Image box annotation entries:
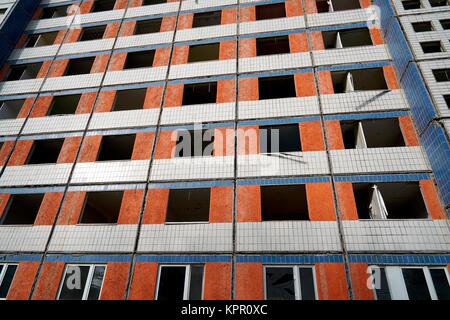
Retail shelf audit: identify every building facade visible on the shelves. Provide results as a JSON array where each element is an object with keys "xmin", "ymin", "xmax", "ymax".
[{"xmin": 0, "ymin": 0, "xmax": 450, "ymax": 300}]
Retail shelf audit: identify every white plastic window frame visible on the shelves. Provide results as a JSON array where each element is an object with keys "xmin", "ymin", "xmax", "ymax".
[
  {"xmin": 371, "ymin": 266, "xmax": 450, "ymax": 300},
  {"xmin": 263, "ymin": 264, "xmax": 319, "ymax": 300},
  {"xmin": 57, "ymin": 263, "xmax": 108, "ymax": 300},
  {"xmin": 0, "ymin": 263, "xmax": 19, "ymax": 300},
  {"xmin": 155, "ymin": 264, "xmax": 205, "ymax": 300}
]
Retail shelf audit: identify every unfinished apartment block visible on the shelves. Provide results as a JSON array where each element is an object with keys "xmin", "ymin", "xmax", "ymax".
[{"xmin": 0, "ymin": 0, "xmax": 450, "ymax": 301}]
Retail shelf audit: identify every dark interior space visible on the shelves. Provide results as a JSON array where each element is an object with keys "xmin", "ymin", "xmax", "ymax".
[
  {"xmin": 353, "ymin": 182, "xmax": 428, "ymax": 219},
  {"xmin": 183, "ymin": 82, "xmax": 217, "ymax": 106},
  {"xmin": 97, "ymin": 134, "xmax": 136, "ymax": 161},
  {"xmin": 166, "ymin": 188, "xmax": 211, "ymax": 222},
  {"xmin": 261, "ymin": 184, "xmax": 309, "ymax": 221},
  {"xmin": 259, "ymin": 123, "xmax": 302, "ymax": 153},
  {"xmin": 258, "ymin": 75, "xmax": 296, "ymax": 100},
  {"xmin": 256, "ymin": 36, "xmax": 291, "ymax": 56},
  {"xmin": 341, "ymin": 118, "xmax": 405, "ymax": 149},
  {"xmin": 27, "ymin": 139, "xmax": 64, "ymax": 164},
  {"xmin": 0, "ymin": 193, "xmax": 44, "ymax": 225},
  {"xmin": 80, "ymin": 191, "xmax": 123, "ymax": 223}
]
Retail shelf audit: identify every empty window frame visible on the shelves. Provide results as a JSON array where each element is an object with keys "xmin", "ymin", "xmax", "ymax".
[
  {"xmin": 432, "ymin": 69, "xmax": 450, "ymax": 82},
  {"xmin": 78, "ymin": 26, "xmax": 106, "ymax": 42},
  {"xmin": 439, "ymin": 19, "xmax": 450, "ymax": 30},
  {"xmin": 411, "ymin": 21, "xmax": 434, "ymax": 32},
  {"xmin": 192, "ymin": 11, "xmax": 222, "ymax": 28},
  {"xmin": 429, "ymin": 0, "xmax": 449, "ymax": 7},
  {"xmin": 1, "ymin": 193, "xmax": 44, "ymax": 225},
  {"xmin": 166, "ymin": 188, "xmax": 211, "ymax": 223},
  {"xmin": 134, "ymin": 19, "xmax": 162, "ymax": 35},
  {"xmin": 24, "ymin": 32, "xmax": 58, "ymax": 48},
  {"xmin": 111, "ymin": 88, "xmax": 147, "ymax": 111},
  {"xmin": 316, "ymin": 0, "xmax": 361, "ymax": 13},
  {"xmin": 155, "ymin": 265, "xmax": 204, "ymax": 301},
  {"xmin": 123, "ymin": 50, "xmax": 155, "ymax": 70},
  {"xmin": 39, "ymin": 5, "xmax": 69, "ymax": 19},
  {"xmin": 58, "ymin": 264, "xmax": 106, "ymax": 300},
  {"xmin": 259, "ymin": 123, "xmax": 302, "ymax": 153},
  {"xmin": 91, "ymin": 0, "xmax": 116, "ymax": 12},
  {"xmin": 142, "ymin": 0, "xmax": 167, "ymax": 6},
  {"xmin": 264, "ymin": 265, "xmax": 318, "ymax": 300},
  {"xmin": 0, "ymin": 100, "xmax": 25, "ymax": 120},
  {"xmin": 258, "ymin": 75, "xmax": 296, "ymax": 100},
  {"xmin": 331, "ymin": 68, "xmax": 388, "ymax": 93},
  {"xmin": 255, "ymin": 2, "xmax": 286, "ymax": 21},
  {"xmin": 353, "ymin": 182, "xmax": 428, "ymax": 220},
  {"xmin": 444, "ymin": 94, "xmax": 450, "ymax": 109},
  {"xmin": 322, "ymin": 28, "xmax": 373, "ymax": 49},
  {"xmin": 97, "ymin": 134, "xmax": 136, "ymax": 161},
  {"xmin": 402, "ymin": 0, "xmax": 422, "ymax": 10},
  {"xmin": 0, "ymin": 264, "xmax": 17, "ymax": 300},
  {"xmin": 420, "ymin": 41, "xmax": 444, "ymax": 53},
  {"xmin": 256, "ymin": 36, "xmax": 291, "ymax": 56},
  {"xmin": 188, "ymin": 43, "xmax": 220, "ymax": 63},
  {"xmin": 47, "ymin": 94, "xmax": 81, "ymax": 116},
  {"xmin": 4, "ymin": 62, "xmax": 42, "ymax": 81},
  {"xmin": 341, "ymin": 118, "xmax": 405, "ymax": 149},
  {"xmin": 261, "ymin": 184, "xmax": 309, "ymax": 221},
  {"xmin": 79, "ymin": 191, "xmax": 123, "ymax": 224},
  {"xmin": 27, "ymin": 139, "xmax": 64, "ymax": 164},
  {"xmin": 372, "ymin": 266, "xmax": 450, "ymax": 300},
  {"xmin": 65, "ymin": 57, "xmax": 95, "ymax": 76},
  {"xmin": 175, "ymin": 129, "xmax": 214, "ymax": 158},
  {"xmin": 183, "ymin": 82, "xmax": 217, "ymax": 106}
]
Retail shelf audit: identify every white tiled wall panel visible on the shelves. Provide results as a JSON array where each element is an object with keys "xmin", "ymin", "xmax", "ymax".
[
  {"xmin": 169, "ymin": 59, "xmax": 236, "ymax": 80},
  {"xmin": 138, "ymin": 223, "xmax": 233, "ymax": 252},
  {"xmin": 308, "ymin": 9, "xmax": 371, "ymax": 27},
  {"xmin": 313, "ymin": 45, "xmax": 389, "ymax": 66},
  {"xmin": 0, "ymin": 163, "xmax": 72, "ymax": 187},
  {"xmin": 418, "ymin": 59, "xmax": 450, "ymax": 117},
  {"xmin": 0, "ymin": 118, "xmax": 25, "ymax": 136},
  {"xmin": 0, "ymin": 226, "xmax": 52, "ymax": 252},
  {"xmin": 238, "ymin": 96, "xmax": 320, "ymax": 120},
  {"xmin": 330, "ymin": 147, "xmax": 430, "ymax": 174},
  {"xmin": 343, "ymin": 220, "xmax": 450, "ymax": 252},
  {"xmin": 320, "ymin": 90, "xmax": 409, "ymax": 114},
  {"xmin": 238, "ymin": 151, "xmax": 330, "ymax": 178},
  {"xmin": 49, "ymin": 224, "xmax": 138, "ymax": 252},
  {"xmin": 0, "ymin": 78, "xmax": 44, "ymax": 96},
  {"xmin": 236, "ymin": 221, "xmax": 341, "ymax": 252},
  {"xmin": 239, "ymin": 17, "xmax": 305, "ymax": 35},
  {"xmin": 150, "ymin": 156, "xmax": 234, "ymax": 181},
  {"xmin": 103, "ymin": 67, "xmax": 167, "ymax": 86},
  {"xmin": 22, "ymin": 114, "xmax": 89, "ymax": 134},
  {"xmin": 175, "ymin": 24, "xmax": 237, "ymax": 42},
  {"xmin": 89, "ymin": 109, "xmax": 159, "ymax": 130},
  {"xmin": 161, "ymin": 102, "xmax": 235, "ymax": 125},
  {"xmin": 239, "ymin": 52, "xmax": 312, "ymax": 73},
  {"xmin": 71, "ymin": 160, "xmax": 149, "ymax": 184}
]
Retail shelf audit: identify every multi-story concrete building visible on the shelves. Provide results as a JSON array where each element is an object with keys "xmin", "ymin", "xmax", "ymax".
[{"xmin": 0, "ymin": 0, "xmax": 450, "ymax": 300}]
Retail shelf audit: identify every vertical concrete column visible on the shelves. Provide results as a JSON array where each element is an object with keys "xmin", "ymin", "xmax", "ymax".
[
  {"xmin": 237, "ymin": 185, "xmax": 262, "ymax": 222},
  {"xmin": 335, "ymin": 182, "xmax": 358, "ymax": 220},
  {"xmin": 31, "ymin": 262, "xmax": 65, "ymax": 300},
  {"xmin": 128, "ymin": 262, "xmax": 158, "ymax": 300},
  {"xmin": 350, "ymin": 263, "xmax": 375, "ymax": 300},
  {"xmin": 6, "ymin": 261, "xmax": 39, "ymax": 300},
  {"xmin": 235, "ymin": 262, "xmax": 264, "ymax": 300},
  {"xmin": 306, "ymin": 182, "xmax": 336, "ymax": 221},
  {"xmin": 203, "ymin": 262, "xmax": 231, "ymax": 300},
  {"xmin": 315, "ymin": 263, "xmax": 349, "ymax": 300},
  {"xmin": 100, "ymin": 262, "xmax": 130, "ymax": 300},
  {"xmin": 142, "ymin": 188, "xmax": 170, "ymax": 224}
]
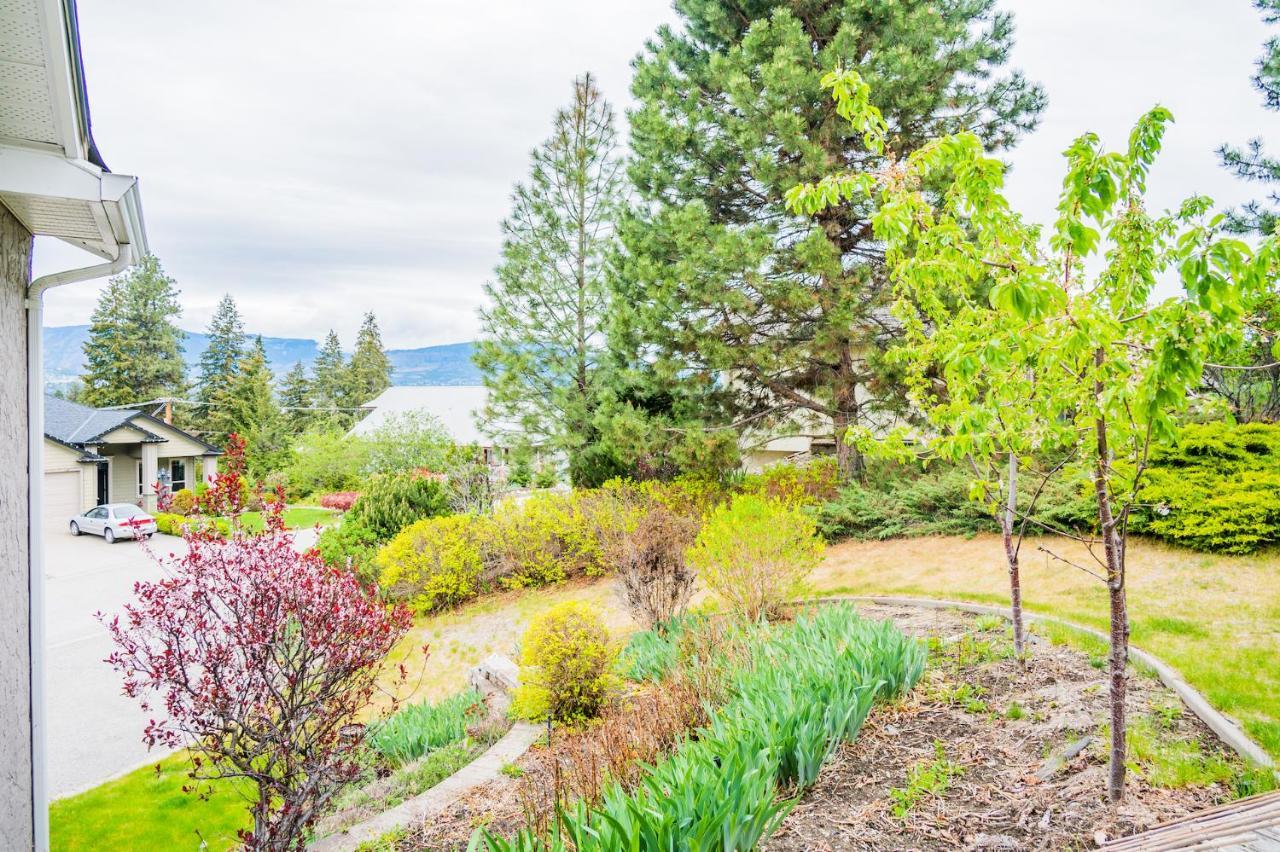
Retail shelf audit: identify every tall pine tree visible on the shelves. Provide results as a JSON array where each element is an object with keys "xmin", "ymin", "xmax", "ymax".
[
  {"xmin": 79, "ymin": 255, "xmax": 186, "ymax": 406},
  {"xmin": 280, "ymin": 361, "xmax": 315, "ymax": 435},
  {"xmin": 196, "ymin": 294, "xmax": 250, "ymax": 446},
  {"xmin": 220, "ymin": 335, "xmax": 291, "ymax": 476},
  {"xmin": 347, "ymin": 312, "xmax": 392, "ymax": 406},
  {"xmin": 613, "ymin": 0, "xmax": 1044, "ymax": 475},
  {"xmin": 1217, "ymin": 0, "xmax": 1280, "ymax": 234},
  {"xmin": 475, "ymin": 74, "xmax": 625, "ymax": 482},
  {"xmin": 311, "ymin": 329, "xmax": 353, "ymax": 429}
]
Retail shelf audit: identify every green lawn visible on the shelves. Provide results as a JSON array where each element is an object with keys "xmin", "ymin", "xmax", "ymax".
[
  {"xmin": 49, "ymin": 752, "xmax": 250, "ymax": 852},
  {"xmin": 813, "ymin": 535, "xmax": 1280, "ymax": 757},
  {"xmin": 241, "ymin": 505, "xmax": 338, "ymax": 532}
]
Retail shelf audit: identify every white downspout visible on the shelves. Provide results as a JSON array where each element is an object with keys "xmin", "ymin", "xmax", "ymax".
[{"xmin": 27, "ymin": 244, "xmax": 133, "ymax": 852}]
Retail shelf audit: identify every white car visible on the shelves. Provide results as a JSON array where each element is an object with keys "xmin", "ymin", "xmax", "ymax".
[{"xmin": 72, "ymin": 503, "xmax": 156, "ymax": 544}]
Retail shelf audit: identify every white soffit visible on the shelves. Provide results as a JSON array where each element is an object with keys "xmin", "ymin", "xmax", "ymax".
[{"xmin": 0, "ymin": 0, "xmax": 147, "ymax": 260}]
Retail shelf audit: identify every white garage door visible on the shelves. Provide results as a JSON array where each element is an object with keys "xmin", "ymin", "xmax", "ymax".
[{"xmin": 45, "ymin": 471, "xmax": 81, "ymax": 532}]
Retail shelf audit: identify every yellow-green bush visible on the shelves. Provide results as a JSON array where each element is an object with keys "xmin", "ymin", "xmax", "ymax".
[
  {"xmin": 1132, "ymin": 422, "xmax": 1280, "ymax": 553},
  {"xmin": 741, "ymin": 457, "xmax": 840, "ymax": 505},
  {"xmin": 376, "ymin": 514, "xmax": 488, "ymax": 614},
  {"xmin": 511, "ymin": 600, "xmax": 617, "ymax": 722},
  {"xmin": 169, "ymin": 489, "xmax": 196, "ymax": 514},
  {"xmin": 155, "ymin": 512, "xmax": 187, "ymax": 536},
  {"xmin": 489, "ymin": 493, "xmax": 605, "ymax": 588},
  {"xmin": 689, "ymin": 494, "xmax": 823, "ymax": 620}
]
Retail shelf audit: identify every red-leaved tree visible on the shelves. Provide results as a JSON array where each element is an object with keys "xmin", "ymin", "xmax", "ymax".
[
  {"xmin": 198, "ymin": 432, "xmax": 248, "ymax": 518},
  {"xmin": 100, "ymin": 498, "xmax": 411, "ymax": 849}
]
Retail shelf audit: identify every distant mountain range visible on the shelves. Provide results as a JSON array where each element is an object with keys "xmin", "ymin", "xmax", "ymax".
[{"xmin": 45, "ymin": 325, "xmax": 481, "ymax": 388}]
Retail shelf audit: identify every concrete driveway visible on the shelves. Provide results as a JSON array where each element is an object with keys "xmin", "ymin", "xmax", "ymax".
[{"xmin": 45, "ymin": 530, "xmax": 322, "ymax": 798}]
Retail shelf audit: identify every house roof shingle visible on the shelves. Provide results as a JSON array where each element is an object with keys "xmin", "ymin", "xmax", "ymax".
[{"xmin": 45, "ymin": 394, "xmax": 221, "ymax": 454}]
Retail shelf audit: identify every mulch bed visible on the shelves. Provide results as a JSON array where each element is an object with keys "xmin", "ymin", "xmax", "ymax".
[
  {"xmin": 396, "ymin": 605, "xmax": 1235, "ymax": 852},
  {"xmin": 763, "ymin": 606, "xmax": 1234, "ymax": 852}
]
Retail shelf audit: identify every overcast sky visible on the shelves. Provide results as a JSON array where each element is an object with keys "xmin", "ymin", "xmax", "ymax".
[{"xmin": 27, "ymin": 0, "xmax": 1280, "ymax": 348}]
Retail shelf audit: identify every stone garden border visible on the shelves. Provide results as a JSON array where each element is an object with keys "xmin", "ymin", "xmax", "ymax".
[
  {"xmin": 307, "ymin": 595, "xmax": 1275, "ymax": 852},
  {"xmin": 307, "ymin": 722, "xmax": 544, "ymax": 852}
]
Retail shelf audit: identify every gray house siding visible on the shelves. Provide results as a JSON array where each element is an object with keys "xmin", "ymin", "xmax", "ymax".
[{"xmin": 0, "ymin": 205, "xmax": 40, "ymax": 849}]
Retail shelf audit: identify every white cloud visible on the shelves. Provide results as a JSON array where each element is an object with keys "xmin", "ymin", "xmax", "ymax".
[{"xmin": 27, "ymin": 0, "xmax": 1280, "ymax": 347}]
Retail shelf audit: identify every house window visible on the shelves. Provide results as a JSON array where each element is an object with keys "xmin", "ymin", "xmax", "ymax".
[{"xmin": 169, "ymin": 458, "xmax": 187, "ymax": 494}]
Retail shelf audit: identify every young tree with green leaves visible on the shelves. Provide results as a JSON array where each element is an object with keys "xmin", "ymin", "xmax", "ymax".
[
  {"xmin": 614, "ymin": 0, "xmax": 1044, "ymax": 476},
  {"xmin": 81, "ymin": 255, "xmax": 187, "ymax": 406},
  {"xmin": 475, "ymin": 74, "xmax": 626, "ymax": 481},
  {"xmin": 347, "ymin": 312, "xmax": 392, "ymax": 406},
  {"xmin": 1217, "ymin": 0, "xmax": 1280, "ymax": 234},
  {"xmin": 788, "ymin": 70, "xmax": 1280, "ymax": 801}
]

Exercise requirements: Starting at the line that contains "Retail shelf audit: identify every house window" and continuing through the end of the entries, switch "young tree" to "sapling" and reproduce those lines with all else unchanged.

Worked answer:
Retail shelf audit: identify every house window visible on the shelves. Provide results as a JSON array where each element is an object with keys "xmin", "ymin", "xmax", "ymax".
[{"xmin": 169, "ymin": 458, "xmax": 187, "ymax": 494}]
Retail shelf audit: identify every sapling with green leaves visible on the shelves. Provide results as a JSON array where each element is an object with keys "xmin", "ymin", "xmax", "ymax".
[
  {"xmin": 614, "ymin": 0, "xmax": 1044, "ymax": 476},
  {"xmin": 81, "ymin": 255, "xmax": 187, "ymax": 406},
  {"xmin": 475, "ymin": 74, "xmax": 626, "ymax": 481},
  {"xmin": 347, "ymin": 312, "xmax": 392, "ymax": 406},
  {"xmin": 1217, "ymin": 0, "xmax": 1280, "ymax": 234},
  {"xmin": 788, "ymin": 70, "xmax": 1280, "ymax": 801}
]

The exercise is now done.